**Exercise prompt**
Each entry is to be transcribed exactly, with nothing added or dropped.

**Natural-language object grounding data**
*** Block opens ***

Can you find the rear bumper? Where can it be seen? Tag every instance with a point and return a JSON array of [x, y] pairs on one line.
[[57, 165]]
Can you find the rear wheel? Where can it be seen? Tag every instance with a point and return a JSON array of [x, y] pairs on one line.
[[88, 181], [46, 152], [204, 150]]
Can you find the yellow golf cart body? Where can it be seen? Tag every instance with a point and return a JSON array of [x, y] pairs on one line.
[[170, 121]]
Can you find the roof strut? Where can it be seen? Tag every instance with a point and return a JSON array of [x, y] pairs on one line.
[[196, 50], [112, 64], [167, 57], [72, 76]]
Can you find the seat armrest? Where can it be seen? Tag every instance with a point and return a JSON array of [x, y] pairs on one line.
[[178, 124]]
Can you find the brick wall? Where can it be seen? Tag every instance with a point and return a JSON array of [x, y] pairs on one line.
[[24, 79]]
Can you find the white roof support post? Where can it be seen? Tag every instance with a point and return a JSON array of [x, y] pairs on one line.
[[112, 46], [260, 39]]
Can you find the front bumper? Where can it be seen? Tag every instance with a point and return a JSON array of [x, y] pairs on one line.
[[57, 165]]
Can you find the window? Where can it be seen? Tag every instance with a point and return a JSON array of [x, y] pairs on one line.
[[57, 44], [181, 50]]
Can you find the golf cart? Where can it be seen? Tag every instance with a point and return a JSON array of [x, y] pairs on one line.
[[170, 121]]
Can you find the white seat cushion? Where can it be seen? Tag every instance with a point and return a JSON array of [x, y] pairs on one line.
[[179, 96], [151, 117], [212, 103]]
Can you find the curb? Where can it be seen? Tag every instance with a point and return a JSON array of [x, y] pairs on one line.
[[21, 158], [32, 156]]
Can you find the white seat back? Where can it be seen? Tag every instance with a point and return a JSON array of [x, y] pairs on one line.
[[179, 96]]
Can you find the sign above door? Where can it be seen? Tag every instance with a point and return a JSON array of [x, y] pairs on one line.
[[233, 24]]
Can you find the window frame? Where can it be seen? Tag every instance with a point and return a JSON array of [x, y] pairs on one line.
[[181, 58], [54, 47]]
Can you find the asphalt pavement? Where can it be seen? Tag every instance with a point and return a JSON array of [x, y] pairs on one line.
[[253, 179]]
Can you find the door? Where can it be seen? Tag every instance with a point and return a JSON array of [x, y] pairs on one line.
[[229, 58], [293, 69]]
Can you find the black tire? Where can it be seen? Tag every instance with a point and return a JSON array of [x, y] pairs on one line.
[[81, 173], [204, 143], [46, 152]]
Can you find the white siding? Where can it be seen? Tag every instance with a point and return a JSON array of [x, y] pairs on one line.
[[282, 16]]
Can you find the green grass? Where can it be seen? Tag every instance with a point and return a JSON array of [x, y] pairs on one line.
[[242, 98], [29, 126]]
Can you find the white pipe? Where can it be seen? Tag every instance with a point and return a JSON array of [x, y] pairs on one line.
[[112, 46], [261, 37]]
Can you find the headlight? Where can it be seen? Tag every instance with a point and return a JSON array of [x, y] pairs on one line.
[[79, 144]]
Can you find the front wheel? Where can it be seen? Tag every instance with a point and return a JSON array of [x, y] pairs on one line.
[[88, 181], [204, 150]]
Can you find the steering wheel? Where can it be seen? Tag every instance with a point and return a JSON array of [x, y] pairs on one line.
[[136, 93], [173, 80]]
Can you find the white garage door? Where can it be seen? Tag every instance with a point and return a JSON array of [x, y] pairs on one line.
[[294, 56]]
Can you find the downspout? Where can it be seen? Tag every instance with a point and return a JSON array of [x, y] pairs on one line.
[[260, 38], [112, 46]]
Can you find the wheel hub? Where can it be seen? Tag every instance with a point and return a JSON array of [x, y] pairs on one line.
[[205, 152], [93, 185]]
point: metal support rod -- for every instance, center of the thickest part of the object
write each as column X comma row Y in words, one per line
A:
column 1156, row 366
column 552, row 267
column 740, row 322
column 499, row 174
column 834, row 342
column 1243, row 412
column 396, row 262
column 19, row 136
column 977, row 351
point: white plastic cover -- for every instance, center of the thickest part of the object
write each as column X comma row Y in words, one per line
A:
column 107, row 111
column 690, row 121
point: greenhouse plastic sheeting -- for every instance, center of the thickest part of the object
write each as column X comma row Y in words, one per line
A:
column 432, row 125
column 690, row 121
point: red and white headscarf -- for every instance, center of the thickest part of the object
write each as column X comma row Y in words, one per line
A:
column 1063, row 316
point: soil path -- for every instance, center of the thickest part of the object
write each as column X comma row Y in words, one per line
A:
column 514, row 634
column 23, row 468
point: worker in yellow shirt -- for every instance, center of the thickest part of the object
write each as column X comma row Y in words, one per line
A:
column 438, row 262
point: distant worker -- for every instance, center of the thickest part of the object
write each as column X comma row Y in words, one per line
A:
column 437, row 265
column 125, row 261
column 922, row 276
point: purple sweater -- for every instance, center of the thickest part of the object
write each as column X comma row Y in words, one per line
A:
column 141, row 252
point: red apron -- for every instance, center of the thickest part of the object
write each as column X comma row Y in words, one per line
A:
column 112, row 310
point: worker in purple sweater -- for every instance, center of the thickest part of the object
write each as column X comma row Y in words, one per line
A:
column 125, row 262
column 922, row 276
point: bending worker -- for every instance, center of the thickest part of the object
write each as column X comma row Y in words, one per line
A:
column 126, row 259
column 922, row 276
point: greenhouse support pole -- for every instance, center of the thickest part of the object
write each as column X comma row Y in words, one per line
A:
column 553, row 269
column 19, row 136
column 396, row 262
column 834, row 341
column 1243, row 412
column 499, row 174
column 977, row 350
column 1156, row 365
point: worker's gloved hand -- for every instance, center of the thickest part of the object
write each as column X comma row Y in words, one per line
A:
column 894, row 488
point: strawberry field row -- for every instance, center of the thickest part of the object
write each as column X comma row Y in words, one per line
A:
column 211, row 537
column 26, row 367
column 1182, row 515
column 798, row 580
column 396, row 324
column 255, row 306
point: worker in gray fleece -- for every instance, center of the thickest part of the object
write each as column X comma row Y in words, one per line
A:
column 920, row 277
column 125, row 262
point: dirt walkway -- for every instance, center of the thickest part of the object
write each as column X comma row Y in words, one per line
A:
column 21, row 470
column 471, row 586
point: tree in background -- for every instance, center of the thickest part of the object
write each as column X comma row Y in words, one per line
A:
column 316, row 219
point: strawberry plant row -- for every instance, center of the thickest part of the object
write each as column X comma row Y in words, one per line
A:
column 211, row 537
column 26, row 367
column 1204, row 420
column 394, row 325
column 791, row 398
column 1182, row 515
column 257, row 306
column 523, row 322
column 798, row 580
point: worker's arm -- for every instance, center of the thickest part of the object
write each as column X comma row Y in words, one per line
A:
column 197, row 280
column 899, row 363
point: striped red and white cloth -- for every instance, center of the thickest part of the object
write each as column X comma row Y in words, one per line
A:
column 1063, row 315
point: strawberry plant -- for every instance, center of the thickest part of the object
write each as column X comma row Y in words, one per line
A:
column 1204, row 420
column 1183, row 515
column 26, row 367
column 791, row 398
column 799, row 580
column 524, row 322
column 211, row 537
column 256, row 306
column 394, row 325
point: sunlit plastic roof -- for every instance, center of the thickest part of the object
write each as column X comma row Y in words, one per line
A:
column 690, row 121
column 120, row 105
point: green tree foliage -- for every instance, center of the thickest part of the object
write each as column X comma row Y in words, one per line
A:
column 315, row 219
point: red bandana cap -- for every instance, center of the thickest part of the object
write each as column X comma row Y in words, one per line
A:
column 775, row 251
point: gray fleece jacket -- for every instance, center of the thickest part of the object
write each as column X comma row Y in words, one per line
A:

*** Block closes ***

**Finished exercise**
Can you find the rear bumper? Where can it be seen? Tag every instance with a point and return a JSON array of [x, y] pairs on one line.
[[57, 165]]
Can you find the rear wheel? Where can it be seen? Tag every instance with a point and return a JSON array of [x, y] pairs on one line.
[[88, 181], [46, 152], [204, 150]]
Can you find the yellow golf cart body? Where can it be seen? Tag every instance with a point and return a JSON array of [x, y] pairs on one line.
[[170, 121]]
Can you find the roof strut? Where can it be seen? Tag every instance with a point and return a JSON array of [x, y] pairs on one line.
[[196, 50], [112, 64], [167, 57], [72, 76]]
Can you find the seat armrest? Where can it be seen? Tag every instance with a point and return a JSON array of [x, y] pairs on one line.
[[178, 124]]
Can you find the brick wall? Where can it be seen? Tag every instance with a point and return a JSON array of [x, y] pairs on one line.
[[24, 79]]
Can you find the white roof support post? Where can it be seen? Tag every instance with a point and return a JSON array of [x, y] pairs on one line.
[[112, 46], [260, 39]]
Can you find the front bumper? Where can it be seen? Tag every instance with a point and return a JSON array of [x, y] pairs on one line.
[[57, 165]]
Can you find the window? Where can it be seen? Tag every instance with a point and return a JSON array of [x, y] pairs on one line.
[[57, 44], [181, 50]]
Can you find the golf cart? Where can it be seen? Tag every instance with a point and return a JSON array of [x, y] pairs on one line.
[[170, 121]]
Can you find the white seat cushion? Where can it be seen? Tag every instance with a point and return a JSON array of [x, y] pairs on one line.
[[179, 96], [151, 117], [212, 103]]
Can you find the curb? Where can it be seen? Tag every instance with a point and return a JSON array of [x, y] pairs on one line.
[[21, 158], [32, 156]]
Can you find the white seat back? Where can it be seen? Tag every instance with a point and return a JSON array of [x, y] pairs on one line.
[[179, 96]]
Can you find the sign above door? Where can it be seen? Tag every instance with a point and return a JSON array of [x, y] pairs on one line.
[[233, 24]]
Can you find the window frame? Where can it be seen? Tag every instance with a point and return a JSON array of [x, y] pairs on one line.
[[181, 58], [54, 47]]
Can you find the asphalt pavement? Where can it be seen? Tag every instance with a point and return a JSON array of [x, y] pairs on one line.
[[253, 179]]
Can you find the door? Where can it be seen? Tag every instance with a point and return a JSON array of [x, y] pairs on one line.
[[229, 58], [293, 69]]
Can you find the black tire? Where can it be seen? Tag every instance with a point and return a JSON array of [x, y] pairs on one line.
[[81, 173], [204, 143], [46, 152]]
Can you find the white siding? Where can it be seen? Tag every instance with a point and return a JSON array of [x, y] pairs on one line.
[[282, 16]]
Can you find the green grass? Where can it be seen? Tag every instance with a point and return a JSON array of [x, y] pairs on one line.
[[242, 98], [29, 126]]
Can you find the white pipe? Where can it be seen? Tag every instance with a point and return a JSON array of [x, y] pairs on one line.
[[112, 46], [261, 37]]
Can you find the headlight? Where can it be seen? Tag every instance with a point and return a JSON array of [x, y] pairs on one line.
[[79, 144]]
Can you find the front wheel? Where can it be seen? Tag every instance with a point and return a JSON array of [x, y] pairs on one line.
[[88, 181], [204, 150]]
Can you find the steering wheel? Where can it be seen? Tag every instance with a point and return a JSON array of [x, y] pairs on one line.
[[136, 93], [173, 80]]
Can you find the white garage door? Where can it be seen? Tag every instance with a point and return a JSON array of [x, y] pairs on one line.
[[294, 56]]
Can you find the downspout? Where can it be seen? Tag every instance with a point and return a JSON array of [x, y] pairs on one line.
[[260, 38], [112, 46]]
Can you find the wheel hub? Where can it be seen? Tag every instance with a point and return a JSON array of [x, y] pairs on one line.
[[205, 152], [93, 185]]
point: metal support rod -- for every instance, center of the thickest part of the object
write each as column X comma row Y in words, one per line
A:
column 1156, row 366
column 552, row 267
column 740, row 322
column 499, row 174
column 834, row 342
column 1243, row 412
column 396, row 262
column 19, row 136
column 977, row 351
point: white plastic cover -- for every instance, center of the thickest part of the object
write each as column X comma row Y in words, one per line
A:
column 107, row 111
column 690, row 121
point: greenhouse plastic sheeting -- for every instance, center of the thickest part of the object
write each as column X comma row Y in words, one per line
A:
column 432, row 125
column 690, row 121
point: red and white headscarf -- for every instance, center of the thickest part of the object
write each as column X comma row Y in words, one per line
A:
column 1063, row 316
point: soil path -- for every instance, center of the thickest part of the object
write each as column X comma row Y in words, one per line
A:
column 514, row 634
column 23, row 468
point: worker in yellow shirt -- for every instance, center of the thickest part of the object
write each as column X comma row Y in words, one per line
A:
column 438, row 262
point: distant worker -- for every instance, center of the thickest part of the object
write each as column X comma row Y in words, one per line
A:
column 437, row 265
column 125, row 261
column 922, row 276
point: purple sweater -- for every instance, center of the thickest part of the object
write each as column X comma row Y in words, one per line
A:
column 141, row 252
point: red apron -- for every instance, center of the thickest part of the object
write each as column X comma row Y in words, one per line
A:
column 112, row 310
point: worker in purple sweater -- for every instance, center of the thickest part of the object
write each as column X comma row Y in words, one per line
A:
column 125, row 262
column 922, row 276
point: bending worker -- for every instance, center of the thickest part of the object
write each as column X comma row Y in words, one per line
A:
column 126, row 259
column 922, row 276
point: greenhouse support pole -- for every instance, center of the thickest part of the object
write each as column X comma row Y in words, one per line
A:
column 553, row 269
column 19, row 136
column 396, row 262
column 834, row 341
column 1243, row 412
column 499, row 174
column 977, row 350
column 1156, row 365
point: worker's gloved hand -- for every instance, center of the thickest part of the object
write each as column X comma row Y in words, one per line
A:
column 894, row 488
point: strawberry field row -- for every instance, center of the thickest part of the object
write each as column X comma row Y in words, one per line
A:
column 211, row 537
column 26, row 367
column 1182, row 515
column 798, row 580
column 396, row 324
column 255, row 306
point: worker in gray fleece -- for every instance, center of the thickest part of the object
write each as column X comma row Y in words, one per line
A:
column 920, row 277
column 125, row 262
point: dirt walkway -- for every instance, center of the thickest part of the object
write each as column X comma row Y in words, one per line
A:
column 21, row 470
column 471, row 586
point: tree in background -- for every instance, center of the thickest part of the object
write each as column X comma row Y in words, one per line
A:
column 316, row 219
point: strawberry plant row -- for every instance, center of the thickest part of the object
write each as column X comma row Y in words, one per line
A:
column 211, row 537
column 26, row 367
column 1204, row 420
column 394, row 325
column 791, row 398
column 1182, row 515
column 257, row 306
column 523, row 322
column 798, row 580
point: worker's arm -- for every instance, center of the thickest part of the object
write each as column X comma row Y in words, one per line
A:
column 197, row 280
column 899, row 363
point: striped red and white cloth -- for every instance, center of the thickest part of the object
write each as column X comma row Y in words, one per line
A:
column 1063, row 315
point: strawberry plant -- for every instance, center of the thickest part of the object
write each as column X comma row Y in words, one per line
A:
column 1204, row 420
column 1183, row 515
column 26, row 367
column 791, row 398
column 799, row 580
column 524, row 322
column 211, row 537
column 256, row 306
column 394, row 325
point: sunlit plastic roof -- for every instance, center of the thickest part of the object
write each as column X comma row Y in words, one per line
A:
column 690, row 121
column 120, row 105
point: green tree foliage -- for every instance, center of the thickest part of the object
write each as column X comma row Y in words, one per line
A:
column 315, row 219
point: red bandana cap -- for every instance, center of the thickest part of the object
write each as column X comma row Y in words, one per line
A:
column 775, row 251
point: gray fleece jacket -- for every instance, center of the thickest part of the object
write each as column X comma row Y in words, one per line
A:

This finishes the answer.